Data for the task:
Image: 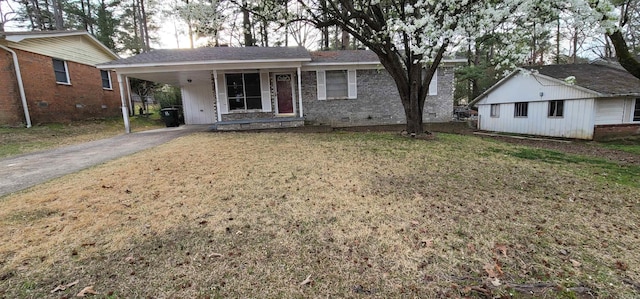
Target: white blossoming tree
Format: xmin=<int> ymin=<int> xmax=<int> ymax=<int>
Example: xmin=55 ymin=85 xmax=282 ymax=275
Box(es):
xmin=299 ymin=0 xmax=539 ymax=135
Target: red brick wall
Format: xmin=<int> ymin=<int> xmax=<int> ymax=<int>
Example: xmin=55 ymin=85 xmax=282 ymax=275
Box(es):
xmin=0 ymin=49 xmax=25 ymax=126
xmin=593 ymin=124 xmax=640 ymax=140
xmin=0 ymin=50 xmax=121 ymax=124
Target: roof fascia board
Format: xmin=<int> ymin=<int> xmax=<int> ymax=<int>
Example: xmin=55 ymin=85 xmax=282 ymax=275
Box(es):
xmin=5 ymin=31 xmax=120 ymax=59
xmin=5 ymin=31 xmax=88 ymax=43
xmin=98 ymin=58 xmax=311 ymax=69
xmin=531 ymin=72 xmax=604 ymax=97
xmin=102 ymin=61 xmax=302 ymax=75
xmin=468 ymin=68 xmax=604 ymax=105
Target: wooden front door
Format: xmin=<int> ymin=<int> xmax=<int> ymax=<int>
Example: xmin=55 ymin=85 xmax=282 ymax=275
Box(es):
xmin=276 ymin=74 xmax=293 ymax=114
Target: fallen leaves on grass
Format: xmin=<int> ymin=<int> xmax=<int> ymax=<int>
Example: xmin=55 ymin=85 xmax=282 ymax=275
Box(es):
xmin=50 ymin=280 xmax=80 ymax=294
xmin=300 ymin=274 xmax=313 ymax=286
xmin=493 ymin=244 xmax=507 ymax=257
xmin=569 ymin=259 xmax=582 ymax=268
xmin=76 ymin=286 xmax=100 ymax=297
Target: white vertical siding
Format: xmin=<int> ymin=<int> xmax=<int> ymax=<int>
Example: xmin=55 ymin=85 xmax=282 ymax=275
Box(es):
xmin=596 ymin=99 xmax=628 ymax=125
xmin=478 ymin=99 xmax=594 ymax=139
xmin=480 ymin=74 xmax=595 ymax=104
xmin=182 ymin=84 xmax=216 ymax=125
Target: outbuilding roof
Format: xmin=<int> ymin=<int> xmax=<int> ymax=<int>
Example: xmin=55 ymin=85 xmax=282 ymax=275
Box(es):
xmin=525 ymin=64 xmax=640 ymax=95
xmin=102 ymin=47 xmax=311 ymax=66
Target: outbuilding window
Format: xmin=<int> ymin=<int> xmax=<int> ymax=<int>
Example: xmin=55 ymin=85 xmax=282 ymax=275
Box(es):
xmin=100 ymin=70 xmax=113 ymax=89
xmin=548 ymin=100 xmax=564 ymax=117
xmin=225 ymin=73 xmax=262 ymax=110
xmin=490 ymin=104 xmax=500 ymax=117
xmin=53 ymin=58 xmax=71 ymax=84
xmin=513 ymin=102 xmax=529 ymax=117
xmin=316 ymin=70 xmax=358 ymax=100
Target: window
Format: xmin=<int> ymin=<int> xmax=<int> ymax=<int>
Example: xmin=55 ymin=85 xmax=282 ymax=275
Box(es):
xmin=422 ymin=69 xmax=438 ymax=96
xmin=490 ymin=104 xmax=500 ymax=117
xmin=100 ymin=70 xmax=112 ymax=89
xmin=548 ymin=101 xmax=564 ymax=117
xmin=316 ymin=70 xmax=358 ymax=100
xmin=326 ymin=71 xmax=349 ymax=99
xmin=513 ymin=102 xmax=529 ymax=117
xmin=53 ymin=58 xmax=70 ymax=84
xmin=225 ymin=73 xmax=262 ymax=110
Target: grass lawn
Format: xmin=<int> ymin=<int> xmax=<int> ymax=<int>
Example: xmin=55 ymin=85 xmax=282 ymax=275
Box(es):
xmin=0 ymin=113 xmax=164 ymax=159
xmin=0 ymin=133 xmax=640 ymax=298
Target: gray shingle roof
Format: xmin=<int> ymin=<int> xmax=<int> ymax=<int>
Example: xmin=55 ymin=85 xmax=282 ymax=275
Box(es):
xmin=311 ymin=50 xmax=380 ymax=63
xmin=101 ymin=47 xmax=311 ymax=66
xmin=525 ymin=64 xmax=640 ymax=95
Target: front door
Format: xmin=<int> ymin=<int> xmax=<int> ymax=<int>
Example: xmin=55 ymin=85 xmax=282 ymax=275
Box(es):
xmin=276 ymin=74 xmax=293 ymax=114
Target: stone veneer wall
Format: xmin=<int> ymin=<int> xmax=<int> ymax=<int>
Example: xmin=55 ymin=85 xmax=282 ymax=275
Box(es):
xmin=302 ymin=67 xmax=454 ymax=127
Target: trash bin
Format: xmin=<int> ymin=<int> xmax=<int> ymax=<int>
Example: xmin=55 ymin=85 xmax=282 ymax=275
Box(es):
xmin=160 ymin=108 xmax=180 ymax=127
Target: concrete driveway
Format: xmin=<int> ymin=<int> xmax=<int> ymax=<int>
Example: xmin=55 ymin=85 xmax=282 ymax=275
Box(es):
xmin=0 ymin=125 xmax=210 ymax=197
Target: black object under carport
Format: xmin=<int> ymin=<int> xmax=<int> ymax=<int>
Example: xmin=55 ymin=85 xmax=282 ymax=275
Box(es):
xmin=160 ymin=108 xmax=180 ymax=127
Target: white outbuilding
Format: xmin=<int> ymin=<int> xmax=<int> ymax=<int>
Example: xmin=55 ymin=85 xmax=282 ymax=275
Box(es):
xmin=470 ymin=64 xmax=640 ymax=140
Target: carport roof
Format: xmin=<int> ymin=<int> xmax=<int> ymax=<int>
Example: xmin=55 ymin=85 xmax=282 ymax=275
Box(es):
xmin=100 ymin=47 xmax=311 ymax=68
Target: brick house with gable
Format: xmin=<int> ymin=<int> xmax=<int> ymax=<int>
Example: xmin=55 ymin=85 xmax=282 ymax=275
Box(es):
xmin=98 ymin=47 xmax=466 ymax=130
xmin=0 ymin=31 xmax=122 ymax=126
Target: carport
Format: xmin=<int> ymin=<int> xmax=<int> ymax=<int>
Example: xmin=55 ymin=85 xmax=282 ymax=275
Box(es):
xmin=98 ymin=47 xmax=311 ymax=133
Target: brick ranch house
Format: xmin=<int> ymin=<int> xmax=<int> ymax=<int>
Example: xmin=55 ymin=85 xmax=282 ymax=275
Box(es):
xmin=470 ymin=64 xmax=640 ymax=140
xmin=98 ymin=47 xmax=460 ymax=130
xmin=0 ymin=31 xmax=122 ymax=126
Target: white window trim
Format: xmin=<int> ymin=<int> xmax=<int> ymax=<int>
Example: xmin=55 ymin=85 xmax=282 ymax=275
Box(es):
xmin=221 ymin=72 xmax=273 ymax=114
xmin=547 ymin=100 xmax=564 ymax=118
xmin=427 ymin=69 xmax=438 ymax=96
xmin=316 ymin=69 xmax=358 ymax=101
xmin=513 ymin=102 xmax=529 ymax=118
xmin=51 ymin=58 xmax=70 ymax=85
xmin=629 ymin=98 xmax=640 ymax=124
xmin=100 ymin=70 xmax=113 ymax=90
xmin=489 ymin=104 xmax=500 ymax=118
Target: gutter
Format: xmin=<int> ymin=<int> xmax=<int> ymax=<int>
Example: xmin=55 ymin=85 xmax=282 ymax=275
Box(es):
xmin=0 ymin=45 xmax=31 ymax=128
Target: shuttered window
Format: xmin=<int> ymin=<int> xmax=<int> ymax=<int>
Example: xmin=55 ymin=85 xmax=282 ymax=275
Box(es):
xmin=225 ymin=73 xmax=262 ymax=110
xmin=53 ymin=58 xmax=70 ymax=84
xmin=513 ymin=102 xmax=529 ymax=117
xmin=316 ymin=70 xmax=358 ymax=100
* * *
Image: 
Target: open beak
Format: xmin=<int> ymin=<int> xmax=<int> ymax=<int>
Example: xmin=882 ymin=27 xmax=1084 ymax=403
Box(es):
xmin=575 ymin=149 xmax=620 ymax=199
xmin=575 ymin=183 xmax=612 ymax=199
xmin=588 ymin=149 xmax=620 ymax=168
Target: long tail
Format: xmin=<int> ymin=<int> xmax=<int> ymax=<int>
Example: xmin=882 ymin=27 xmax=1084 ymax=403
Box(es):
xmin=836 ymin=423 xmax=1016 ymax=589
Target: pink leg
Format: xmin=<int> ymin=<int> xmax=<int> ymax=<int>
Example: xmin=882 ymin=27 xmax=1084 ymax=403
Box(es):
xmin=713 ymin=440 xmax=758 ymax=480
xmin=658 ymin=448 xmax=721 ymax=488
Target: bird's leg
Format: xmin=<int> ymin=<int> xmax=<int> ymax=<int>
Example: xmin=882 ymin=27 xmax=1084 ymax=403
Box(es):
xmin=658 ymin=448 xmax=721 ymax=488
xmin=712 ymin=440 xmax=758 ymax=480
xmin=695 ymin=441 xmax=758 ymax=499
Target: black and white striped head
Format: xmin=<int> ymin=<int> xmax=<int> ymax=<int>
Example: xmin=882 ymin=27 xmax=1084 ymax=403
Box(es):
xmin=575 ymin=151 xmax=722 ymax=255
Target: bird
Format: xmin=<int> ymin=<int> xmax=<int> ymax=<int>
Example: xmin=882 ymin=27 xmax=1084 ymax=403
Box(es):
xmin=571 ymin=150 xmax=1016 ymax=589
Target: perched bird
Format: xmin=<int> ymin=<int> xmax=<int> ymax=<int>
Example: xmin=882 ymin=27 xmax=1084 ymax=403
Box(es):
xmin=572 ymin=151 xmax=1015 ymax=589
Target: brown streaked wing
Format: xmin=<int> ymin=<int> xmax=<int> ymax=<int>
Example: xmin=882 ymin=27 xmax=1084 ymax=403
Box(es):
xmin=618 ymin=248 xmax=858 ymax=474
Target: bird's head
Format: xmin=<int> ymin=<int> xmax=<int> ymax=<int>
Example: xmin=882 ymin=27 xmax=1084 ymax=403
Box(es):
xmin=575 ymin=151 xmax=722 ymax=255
* * *
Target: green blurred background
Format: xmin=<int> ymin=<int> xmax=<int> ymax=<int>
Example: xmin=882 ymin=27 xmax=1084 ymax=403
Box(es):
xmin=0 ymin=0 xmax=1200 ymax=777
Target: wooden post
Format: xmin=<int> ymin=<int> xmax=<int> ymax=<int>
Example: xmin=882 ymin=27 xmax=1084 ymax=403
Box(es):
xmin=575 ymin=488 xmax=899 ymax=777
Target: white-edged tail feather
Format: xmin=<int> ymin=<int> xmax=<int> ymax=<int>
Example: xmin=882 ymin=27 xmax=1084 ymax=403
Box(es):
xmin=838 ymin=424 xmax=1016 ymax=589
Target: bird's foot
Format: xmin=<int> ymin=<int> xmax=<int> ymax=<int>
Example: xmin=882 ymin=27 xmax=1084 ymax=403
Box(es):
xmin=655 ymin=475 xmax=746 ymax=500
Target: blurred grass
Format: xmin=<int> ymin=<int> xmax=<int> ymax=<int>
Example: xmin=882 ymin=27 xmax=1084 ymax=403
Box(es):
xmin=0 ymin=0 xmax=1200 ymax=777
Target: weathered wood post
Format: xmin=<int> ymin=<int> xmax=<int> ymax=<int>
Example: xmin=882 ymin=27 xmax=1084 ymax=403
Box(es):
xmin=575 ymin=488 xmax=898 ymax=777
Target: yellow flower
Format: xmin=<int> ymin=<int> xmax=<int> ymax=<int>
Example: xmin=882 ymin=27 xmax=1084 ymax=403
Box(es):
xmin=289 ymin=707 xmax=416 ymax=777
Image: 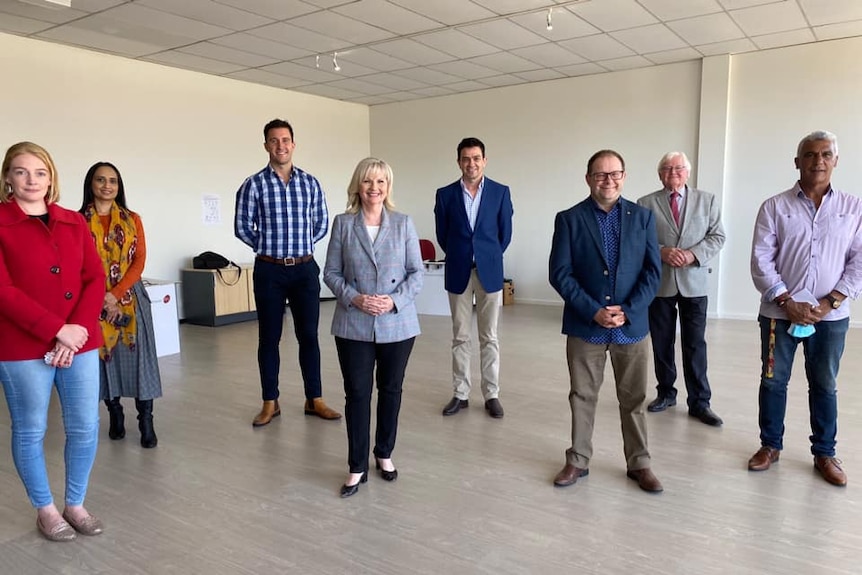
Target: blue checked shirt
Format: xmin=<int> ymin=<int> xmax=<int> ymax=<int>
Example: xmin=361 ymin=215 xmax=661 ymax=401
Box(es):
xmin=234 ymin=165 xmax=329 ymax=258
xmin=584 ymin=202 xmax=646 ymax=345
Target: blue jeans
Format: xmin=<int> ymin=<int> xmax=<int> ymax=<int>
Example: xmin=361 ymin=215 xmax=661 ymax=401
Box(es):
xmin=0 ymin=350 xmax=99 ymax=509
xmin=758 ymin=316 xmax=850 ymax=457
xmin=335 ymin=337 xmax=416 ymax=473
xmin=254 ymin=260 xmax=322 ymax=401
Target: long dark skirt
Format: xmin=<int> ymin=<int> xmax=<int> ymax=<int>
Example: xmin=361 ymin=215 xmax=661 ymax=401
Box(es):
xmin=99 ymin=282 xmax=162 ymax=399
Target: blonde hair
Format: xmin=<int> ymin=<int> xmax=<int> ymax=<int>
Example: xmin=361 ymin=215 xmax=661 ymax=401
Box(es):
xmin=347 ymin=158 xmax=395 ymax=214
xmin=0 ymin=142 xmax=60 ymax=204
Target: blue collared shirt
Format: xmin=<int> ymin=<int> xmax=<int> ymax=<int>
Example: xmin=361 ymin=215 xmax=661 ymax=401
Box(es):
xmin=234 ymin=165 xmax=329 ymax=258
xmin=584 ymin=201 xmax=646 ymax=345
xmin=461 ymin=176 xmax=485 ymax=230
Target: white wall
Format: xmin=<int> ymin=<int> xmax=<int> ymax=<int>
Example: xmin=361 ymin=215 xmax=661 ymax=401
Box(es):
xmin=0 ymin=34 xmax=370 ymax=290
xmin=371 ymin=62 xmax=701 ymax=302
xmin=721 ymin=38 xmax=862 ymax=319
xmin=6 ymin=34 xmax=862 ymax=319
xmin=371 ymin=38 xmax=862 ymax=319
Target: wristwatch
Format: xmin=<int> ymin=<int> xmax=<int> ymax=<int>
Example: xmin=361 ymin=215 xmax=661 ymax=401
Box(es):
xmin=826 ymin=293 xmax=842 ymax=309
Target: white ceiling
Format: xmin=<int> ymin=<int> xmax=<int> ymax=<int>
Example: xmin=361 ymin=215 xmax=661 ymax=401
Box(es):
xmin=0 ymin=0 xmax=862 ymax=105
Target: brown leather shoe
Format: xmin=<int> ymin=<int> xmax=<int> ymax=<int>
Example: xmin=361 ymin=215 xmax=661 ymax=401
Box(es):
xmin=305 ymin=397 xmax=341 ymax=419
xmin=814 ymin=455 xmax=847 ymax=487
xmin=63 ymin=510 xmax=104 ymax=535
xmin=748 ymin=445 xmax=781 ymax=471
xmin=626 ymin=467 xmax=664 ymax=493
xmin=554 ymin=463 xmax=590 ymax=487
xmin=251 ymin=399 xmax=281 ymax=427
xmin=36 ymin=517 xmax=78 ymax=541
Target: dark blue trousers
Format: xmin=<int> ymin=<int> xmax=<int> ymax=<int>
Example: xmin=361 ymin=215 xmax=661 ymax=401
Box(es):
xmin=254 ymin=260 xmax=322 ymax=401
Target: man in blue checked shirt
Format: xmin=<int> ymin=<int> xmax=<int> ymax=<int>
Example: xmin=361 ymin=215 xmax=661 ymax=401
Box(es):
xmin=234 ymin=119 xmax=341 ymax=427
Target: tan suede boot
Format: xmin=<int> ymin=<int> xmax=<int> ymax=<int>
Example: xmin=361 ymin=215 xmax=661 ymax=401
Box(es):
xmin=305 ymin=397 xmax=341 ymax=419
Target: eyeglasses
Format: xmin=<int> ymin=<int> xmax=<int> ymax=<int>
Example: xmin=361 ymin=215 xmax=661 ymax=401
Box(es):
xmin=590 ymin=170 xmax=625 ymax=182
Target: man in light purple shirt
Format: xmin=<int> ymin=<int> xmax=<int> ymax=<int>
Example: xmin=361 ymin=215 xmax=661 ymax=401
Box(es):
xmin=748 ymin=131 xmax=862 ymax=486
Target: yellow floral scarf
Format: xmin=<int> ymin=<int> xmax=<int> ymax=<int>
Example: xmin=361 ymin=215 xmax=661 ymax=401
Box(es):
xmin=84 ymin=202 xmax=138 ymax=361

Instructions for the task: Copy the entries from the line with "Target: black object under carport" up to and including the line with "xmin=98 ymin=47 xmax=311 ymax=133", replacing "outbuilding" with "shed" and keeping everything else the same.

Final answer:
Target: black object under carport
Format: xmin=<int> ymin=<int> xmax=<int> ymax=<int>
Example: xmin=55 ymin=85 xmax=282 ymax=275
Box(es):
xmin=160 ymin=108 xmax=180 ymax=127
Target: white shed
Format: xmin=<int> ymin=<int> xmax=<int> ymax=<int>
Example: xmin=55 ymin=85 xmax=282 ymax=275
Box(es):
xmin=470 ymin=64 xmax=640 ymax=140
Target: carport roof
Format: xmin=<int> ymin=<int> xmax=<int> ymax=<int>
Example: xmin=55 ymin=85 xmax=282 ymax=275
Box(es):
xmin=100 ymin=47 xmax=311 ymax=68
Target: brick house with gable
Format: xmin=<int> ymin=<int> xmax=<int> ymax=<int>
Example: xmin=55 ymin=85 xmax=282 ymax=275
Box(es):
xmin=98 ymin=47 xmax=466 ymax=130
xmin=0 ymin=31 xmax=122 ymax=126
Target: carport
Format: xmin=<int> ymin=<int> xmax=<int> ymax=<int>
Example: xmin=55 ymin=85 xmax=282 ymax=275
Box(es):
xmin=98 ymin=47 xmax=311 ymax=133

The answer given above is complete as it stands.